Present every line of the records below as a numbered list, skipping blank lines and leaving the pictures out.

- _Dataset excerpts_

-*-*-

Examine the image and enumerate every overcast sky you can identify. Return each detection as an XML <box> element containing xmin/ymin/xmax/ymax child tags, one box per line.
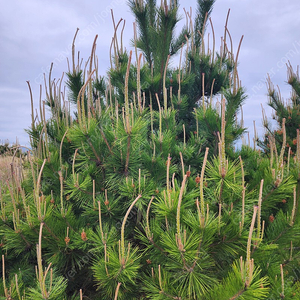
<box><xmin>0</xmin><ymin>0</ymin><xmax>300</xmax><ymax>146</ymax></box>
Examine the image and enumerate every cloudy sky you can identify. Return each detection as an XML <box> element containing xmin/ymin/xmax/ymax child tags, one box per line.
<box><xmin>0</xmin><ymin>0</ymin><xmax>300</xmax><ymax>146</ymax></box>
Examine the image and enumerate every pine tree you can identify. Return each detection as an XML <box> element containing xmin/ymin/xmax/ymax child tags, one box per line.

-*-*-

- _Answer to the exercise_
1. Examine the image and enumerate every overcast sky you can identify. Return each detection as an XML <box> element containing xmin/ymin/xmax/ymax child tags, one box per line.
2. <box><xmin>0</xmin><ymin>0</ymin><xmax>300</xmax><ymax>146</ymax></box>
3. Examine the image and enumerate every cloudy sky you can identify. Return each detection as an XML <box> element containing xmin/ymin/xmax/ymax child tags, one box per line.
4. <box><xmin>0</xmin><ymin>0</ymin><xmax>300</xmax><ymax>146</ymax></box>
5. Examine the image and enumerate every pine tree you can identify. Return each detection as an XML <box> element containing xmin/ymin/xmax/ymax child tags, one box per line.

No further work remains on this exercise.